• **ABOUT THIS EXERCISE**
Return the records below from the line containing "Can you see the asphalt" onward, exactly, through and including the last line.
=== DATA PROVIDED ===
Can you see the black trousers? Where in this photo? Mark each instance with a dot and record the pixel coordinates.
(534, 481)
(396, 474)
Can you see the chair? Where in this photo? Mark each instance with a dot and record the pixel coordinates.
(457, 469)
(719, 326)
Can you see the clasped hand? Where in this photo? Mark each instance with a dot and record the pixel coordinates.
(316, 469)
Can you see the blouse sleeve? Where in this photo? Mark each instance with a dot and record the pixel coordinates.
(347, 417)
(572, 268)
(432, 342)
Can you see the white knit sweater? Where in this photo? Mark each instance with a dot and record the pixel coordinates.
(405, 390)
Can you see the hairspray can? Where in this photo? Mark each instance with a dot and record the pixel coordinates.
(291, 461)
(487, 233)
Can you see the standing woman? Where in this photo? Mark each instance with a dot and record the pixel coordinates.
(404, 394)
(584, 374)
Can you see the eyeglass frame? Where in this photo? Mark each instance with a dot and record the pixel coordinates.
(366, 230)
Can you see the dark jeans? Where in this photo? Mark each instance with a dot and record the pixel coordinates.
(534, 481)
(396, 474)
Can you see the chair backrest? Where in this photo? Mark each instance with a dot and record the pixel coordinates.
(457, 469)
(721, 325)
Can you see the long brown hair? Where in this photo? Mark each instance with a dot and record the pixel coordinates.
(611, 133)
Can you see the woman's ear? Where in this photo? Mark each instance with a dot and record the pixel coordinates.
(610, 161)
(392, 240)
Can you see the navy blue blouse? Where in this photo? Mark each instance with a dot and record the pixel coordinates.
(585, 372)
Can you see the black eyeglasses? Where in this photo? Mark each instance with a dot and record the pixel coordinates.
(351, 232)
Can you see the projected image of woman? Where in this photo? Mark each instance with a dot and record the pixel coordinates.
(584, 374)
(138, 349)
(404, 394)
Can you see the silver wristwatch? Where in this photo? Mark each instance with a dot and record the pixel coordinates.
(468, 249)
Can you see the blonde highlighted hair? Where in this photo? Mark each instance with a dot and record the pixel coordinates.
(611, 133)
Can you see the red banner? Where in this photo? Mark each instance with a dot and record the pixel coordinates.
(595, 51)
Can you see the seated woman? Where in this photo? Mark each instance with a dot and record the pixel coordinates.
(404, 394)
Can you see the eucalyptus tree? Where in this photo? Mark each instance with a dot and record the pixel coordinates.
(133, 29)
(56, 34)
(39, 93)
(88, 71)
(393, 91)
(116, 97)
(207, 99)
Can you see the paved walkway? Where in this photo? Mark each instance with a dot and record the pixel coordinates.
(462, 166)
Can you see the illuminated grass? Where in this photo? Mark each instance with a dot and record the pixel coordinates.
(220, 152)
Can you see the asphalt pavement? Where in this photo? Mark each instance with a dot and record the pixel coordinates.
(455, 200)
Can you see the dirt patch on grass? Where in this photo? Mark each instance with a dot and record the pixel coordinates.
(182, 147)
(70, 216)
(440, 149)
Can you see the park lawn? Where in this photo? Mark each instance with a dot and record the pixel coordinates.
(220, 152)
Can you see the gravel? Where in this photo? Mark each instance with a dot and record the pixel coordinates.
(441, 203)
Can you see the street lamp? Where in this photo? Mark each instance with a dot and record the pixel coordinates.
===
• **EXERCISE RESULT**
Can you see the asphalt pavement? Where in this photo? Mark each instance with a dot and record the pixel coordinates.
(455, 200)
Can you see the dirt patch on grass? Where in this photo? Mark each instance with a dot and record the pixel coordinates.
(182, 147)
(70, 216)
(440, 149)
Can you see the park lawn? Where in this photo? Mark each instance with a dot and record the pixel coordinates.
(220, 152)
Can you see the gravel? Where in this photo? Mark each instance with a dot and record the pixel coordinates.
(441, 203)
Can you see the street lamp? Where in this photo? Mark each instance with a dot and record the pixel coordinates.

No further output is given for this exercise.